§ **WORK INSTRUCTION**:
Could every line below be transcribed exactly, with the pictures dropped?

§ **SOURCE RECORDS**:
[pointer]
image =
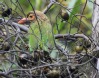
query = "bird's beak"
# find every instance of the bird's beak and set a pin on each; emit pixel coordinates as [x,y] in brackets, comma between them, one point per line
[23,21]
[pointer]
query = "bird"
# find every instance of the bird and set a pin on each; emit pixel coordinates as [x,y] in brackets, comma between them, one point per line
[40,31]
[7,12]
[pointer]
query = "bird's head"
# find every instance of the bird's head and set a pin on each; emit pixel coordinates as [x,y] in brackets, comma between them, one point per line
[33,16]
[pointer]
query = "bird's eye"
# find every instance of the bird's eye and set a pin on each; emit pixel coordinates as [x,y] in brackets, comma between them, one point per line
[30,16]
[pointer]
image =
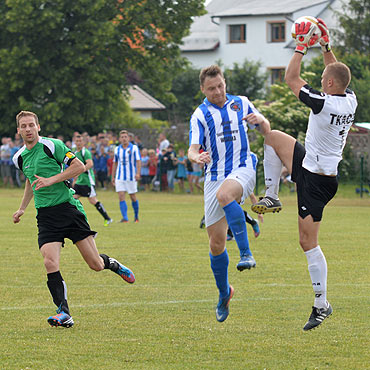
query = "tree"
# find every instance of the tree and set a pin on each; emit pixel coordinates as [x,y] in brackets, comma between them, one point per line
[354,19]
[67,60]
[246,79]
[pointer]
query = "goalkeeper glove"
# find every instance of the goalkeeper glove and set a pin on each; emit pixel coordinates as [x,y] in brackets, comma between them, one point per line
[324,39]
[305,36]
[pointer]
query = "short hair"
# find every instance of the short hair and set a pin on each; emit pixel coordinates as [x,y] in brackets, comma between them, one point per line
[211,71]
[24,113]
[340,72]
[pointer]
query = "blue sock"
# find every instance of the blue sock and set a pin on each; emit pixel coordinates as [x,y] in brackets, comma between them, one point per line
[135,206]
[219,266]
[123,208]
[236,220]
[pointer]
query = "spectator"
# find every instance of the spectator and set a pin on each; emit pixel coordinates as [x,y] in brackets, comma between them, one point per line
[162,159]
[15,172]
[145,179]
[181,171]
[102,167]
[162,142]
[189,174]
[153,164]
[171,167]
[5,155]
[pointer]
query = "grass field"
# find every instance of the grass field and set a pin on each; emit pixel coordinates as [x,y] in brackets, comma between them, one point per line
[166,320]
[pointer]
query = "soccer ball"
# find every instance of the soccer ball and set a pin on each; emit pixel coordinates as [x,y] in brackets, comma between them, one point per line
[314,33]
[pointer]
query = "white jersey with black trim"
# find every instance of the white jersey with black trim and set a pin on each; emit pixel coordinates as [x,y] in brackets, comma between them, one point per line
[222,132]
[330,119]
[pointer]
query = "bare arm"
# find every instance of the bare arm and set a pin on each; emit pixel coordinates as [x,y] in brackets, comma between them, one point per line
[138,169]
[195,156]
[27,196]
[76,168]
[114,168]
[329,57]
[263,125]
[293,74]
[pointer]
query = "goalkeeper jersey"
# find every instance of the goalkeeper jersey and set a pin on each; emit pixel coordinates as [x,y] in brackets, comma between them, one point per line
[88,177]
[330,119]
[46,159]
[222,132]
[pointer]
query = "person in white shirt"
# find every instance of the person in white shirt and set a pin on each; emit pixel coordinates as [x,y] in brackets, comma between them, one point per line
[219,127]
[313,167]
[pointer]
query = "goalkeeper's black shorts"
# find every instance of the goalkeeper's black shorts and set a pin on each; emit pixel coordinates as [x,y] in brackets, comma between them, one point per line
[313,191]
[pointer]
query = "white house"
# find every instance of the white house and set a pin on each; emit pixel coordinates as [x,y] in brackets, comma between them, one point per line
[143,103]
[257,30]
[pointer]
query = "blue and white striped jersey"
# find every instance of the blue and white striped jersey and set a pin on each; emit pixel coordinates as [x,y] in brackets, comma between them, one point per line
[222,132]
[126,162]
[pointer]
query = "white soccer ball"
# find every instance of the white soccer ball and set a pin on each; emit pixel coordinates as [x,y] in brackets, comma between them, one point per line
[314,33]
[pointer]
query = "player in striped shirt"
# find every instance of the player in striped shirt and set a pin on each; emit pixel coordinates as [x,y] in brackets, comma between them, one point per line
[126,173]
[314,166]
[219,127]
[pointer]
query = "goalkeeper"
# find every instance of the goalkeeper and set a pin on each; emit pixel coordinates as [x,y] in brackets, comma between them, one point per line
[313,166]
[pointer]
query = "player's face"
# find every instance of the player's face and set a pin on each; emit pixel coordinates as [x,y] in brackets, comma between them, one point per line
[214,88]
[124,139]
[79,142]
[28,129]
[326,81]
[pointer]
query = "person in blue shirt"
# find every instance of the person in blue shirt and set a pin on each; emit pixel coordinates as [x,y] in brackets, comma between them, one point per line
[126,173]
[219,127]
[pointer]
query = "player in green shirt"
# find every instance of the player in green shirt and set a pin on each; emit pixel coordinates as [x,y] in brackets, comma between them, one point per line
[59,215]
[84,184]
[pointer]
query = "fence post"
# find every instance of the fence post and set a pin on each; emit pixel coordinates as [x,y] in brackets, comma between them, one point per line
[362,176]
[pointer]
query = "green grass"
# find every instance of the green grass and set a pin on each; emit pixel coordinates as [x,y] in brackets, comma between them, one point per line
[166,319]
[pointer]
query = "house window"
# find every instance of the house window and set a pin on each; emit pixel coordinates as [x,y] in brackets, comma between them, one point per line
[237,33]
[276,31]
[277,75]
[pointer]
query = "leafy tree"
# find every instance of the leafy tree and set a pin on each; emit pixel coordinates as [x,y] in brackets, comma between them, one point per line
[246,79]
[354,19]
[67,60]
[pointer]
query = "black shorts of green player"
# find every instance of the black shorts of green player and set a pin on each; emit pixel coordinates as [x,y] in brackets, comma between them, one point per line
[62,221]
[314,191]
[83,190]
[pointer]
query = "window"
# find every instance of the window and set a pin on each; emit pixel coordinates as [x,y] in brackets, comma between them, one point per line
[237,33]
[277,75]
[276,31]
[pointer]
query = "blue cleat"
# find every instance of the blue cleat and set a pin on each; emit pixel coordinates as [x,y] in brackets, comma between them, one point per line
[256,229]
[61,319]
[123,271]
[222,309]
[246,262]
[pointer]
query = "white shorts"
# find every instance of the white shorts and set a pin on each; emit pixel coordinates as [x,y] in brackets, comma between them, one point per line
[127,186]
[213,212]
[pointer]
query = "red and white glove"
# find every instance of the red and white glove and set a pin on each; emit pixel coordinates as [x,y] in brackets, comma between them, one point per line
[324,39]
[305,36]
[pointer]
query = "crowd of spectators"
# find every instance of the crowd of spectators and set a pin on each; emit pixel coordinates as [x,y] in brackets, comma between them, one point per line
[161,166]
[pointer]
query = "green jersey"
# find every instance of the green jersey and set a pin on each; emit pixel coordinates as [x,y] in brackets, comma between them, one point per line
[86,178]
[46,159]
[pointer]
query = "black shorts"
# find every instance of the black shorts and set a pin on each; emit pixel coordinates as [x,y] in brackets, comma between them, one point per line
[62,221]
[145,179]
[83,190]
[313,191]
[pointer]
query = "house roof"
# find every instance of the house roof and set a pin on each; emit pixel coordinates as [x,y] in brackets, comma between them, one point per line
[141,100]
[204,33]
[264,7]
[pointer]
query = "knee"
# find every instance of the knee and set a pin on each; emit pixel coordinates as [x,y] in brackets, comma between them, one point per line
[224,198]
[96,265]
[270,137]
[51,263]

§ **THE COMPLETED TASK**:
[pointer]
image =
query = "bird's beak"
# find every instance of the bird's beak and set a pin on each; emit pixel coordinates as [x,y] in brackets, comma between them, one point per line
[23,21]
[pointer]
query = "bird"
# find every instance of the bird and set a pin on each; emit pixel coordinates as [x,y] in brackets, comma between them, one point per line
[40,31]
[7,12]
[pointer]
query = "bird's head"
# find every instance of the bird's head and set a pin on each; emit pixel coordinates as [x,y] in brackets, comma between them, one point per line
[33,16]
[pointer]
query = "bird's eye"
# find every instance of the bird's eye and set a pin on each; emit pixel coordinates as [x,y] in brackets, comma between them, one point per line
[30,16]
[pointer]
image =
query = "tree"
# find every instance of the tree and set a pin on each; emit pixel coordinates as [x,y] in brackets, comma between them, one point per line
[354,19]
[67,60]
[246,79]
[pointer]
query = "goalkeeper glove"
# find every instance of the goalkeeper glove and set a pin on each; emit pixel coordinates as [x,y] in brackets, comma between them, one point per line
[324,39]
[305,36]
[pointer]
query = "short hair"
# find every instance of the short hair and set a pin on each; emit pixel coordinates as [x,y] in brackets, comma between them, one point per line
[211,71]
[24,113]
[340,72]
[pointer]
query = "blue sock"
# find every instance of the blue sock and set a pin on each; emit pixel coordinates as [x,y] in brackets, comma between them, one point per line
[135,206]
[219,266]
[123,208]
[236,220]
[pointer]
query = "spectator"
# find every instance of the spectator and set a pin on each; emit pixel coordinates as [x,y] in brackets, comma between them, one point per line
[162,159]
[15,172]
[145,179]
[181,171]
[102,167]
[162,142]
[189,174]
[153,164]
[171,167]
[5,155]
[pointer]
query = "grass field"
# find every instance of the grass field and set a pin on each; emit pixel coordinates as [x,y] in brackets, comma between them, one point per line
[166,320]
[pointer]
query = "soccer ball"
# find every instance of the soccer ball and set a pin on each; emit pixel coordinates as [x,y] in brackets, comma between them, one point per line
[314,33]
[pointer]
query = "white jersey with black trim"
# find every instance of the white jersey with black trim and set a pin on each; emit pixel coordinates as [x,y] in brackets, comma between them, one point per line
[222,132]
[330,119]
[pointer]
query = "bare arm"
# find every instance of the bare arm and set a pin on each; emit pixel coordinates as [x,y] in brackets, comma between them, one point per line
[138,169]
[195,156]
[27,196]
[76,168]
[114,168]
[329,57]
[263,125]
[293,74]
[pointer]
query = "goalkeeper jersey"
# find every instance of the goalkeeper jersey and set a pin on each; emit pixel coordinates as [x,y] in brackets, comma between them, one point per line
[88,177]
[330,119]
[46,159]
[222,132]
[pointer]
query = "person in white shirt"
# find every instance of the person in white shirt and set a pin on each; emit pixel coordinates as [x,y] in brackets, comma between them, one point per line
[219,127]
[313,167]
[pointer]
query = "goalkeeper's black shorts"
# find every instance of the goalkeeper's black shorts and set a pin on each; emit pixel coordinates as [x,y] in brackets, comma between them, one point per line
[313,191]
[pointer]
query = "white house"
# find every instance of the white house and set a pin on each; emit pixel coordinates as [x,y] in brackets, comma between them, one point per line
[143,103]
[257,30]
[pointer]
query = "blue and white striped jersey"
# find every instance of the blue and white striped jersey and set a pin on each; emit pixel coordinates as [x,y] in brackets, comma between them, one point per line
[222,132]
[126,162]
[pointer]
query = "white soccer ball"
# find every instance of the white soccer ball and set a pin on each; emit pixel coordinates as [x,y] in brackets, comma between them, one point per line
[314,33]
[pointer]
query = "player in striped shirt"
# find every instance of the player in striped shirt and set a pin on each; emit pixel coordinates as [x,y] in brackets, comma between them, one point per line
[126,173]
[314,166]
[219,127]
[pointer]
query = "goalkeeper"
# find every instance of the goalkeeper and set a pin on each; emit pixel coordinates as [x,y] in brackets, comma between them, one point per line
[313,166]
[pointer]
query = "player's face"
# find every instance of the player's face and set a pin on each; emit pixel coordinates as [x,y] in brackets, comma between them, one point per line
[214,88]
[124,139]
[79,142]
[28,129]
[326,81]
[pointer]
query = "person in blue shirt"
# find every instance of the person in blue shirt and set a pin on each; emit pixel coordinates as [x,y] in brackets, comma between them, one point per line
[126,173]
[219,127]
[pointer]
query = "player in green shirt"
# find every instance of the player in green shirt and set a pin on each; emit pixel coordinates as [x,y] in brackets, comma between them, one point per line
[59,215]
[84,184]
[pointer]
query = "fence post"
# find every instance of the fence post and set a pin on each; emit pixel coordinates as [x,y] in brackets, comma between them, one point per line
[362,176]
[pointer]
query = "green grass"
# find every instance of the green grass and set a pin on each; emit pixel coordinates as [x,y] in brackets, comma between them, one point per line
[166,319]
[pointer]
query = "house window"
# find every instance of the house window and set a pin on each; emit pixel coordinates as [x,y] in brackets, comma between them, one point per line
[237,33]
[276,31]
[277,75]
[pointer]
query = "leafy tree"
# find every instance of the leafy tree and set a pin on each; emit pixel coordinates as [x,y] in brackets, comma between them, one point per line
[246,79]
[354,19]
[67,60]
[pointer]
query = "black shorts of green player"
# find every instance of the black shorts of green player and set a pin on each; emit pixel coordinates as [x,y] in brackets, comma between them, one point per line
[62,221]
[314,191]
[83,190]
[pointer]
query = "window"
# find every instance of the window and set a pin on each; emit pixel coordinates as [x,y] in brackets, comma between them, one point per line
[237,33]
[277,75]
[276,31]
[pointer]
query = "blue cleat"
# find every instance of the blue cleat and set a pin on each; emit pixel coordinates as [x,y] in brackets, comma between them, one point per line
[256,229]
[61,319]
[123,271]
[222,309]
[246,262]
[pointer]
query = "white shorts"
# find every instance of the white shorts and set a pin on each; emit pixel coordinates as [x,y] in brackets, comma between them, one point per line
[127,186]
[213,212]
[pointer]
query = "red and white glove"
# find every instance of the red and white glove and set a pin on each; emit pixel coordinates as [x,y] in brackets, comma between them, one point per line
[324,39]
[305,36]
[pointer]
query = "crowd of spectators"
# find every instance of the crowd of spectators and set a pin on each; emit pixel coordinates as [x,y] in brackets, comma between them, one point per line
[161,166]
[pointer]
query = "green jersey"
# find every instance of the green jersey and set a pin on each; emit pixel coordinates as [x,y] in brackets, comma between them, one point per line
[86,178]
[46,159]
[pointer]
query = "black shorts"
# find every instance of the black shorts and set a pin on each; emit pixel coordinates as [x,y] in brackets, comma between them, one point per line
[62,221]
[145,179]
[83,190]
[313,191]
[pointer]
query = "house roof"
# find every instance of the house roof and set a pin on each; emit pixel coordinates as [x,y] in brackets, comma between them, one point per line
[141,100]
[204,33]
[264,7]
[pointer]
query = "knee"
# find every instance of the knee and set a pin on each; emit pixel coordinates as [x,y] in brackets, comma between them, one point per line
[224,198]
[96,265]
[270,137]
[51,263]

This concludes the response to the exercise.